Compiti da svolgere:
(a) Nell'intervista sul vino italiano, in quale città sarà inaugurata ad aprile la prima Wine Italian Academy?
(b) Riporta alla lettera il passo dell'intervista sul vino italiano, partendo dalle parole "Lei è tornata" e fermandoti dopo "per il futuro?".
(c) Scrivi il seguito dell'intervista sul vino italiano, cominciando subito dopo l'ultima frase riportata.

Brano:
+--

Oltre al vino c’è qualche altro segmento dell’agroalimentare made in Italy a cui state dando attenzione in questo momento?
"C’è un discorso aperto sull’olio, riguardo a cui c’è una filiera che va necessariamente valorizzata all’estero. Inoltre potenzialità importanti ci sono in alcuni tipi di formaggi e di prosciutti".

Lei è tornata proprio qualche giorno fa da Shanghai, dove ad aprile sarà inaugurato la prima Wine Italian Academy, proprio su iniziativa di Business Strategies. Che valore ha un’azione del genere e quali sono le prospettive del mercato del vino in Cina per il futuro?
"Ci sono certamente prospettive molto importanti. I numeri ci sono, specialmente guardando ai margini di crescita per il futuro, ma i numeri non bastano. Bisogna lavorare molto di più sull’educazione del consumatore, sia per far acquisire ai cinesi familiarità con il nostro vino che per cercare di legare il nostro vino alla loro alimentazione. La luce è ancora molto lontana, ma la Wine Academy deve fungere da volano per l’educazione dei consumatori cinesi. La Wine School deve essere innanzitutto un’introduzione all’Italia e al suo lifestyle, apprezzato in tutto il mondo, di cui fa parte pure il vino".

Oltre alla Cina, quali sono, anche per il futuro, i principali mercati di sbocco per il nostro vino?

+--

Righe fornite:
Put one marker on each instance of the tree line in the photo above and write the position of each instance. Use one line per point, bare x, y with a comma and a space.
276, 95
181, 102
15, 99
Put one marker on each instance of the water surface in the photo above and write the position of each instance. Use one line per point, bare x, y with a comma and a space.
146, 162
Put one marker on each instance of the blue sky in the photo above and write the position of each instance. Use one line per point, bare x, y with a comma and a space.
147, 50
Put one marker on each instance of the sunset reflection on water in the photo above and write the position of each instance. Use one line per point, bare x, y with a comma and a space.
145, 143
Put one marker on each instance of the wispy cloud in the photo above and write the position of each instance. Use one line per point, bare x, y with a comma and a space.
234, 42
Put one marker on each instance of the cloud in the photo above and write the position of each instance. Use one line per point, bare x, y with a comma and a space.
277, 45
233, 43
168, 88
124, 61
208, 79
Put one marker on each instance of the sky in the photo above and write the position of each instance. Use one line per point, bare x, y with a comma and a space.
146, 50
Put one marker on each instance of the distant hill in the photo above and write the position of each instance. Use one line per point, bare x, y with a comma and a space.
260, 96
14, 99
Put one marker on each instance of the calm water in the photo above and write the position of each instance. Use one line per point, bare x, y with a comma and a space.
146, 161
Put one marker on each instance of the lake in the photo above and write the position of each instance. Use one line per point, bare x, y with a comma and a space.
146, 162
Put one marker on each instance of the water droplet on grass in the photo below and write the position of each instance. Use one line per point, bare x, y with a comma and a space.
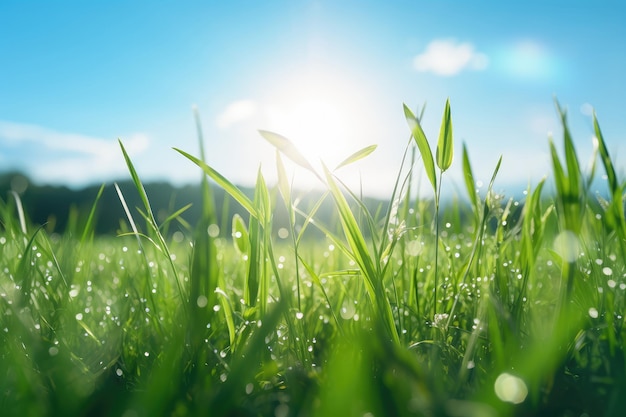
566, 244
202, 301
510, 388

+--

Soluzioni:
(a) A Shanghai.

(b)
Lei è tornata proprio qualche giorno fa da Shanghai, dove ad aprile sarà inaugurato la prima Wine Italian Academy, proprio su iniziativa di Business Strategies. Che valore ha un’azione del genere e quali sono le prospettive del mercato del vino in Cina per il futuro?

(c)
"Mi vengono in mente le parole di un’amica, Jancis Robinson, giornalista e scrittrice americana, oltre che wine blogger: ‘In Uk è il momento del vino italiano’. Quindi ci sono sicuramente i mercati europei maturi, come il Regno Unito, ma anche Usa e Canada, dove il made in Italy ha ancora grandi chance di maggiore crescita. Fino a qualche anno anche il mercato russo sembrava tirare forte, poi la crisi economica e la svalutazione del rublo hanno ridotto l’import di vino. Detto questo, non è detto che questo mercato in futuro non possa riservare nuove soddisfazioni".

Il problema è che noi italiani riusciamo a fare squadra molto sporadicamente e non abbiamo una strategia comune da seguire. Come possiamo fare secondo lei per superare i campanilismi?
"Credo sia necessario trovare momenti di condivisione e di aggregazione, con tutti i portatori di interesse, per capire ciò che davvero si vuole perseguire. Il confronto a mio avviso è fondamentale, solo così possiamo fare aggregazione ed essere alleati nel mettere in campo una strategia comune per valorizzare il nostro vino sui mercati esteri".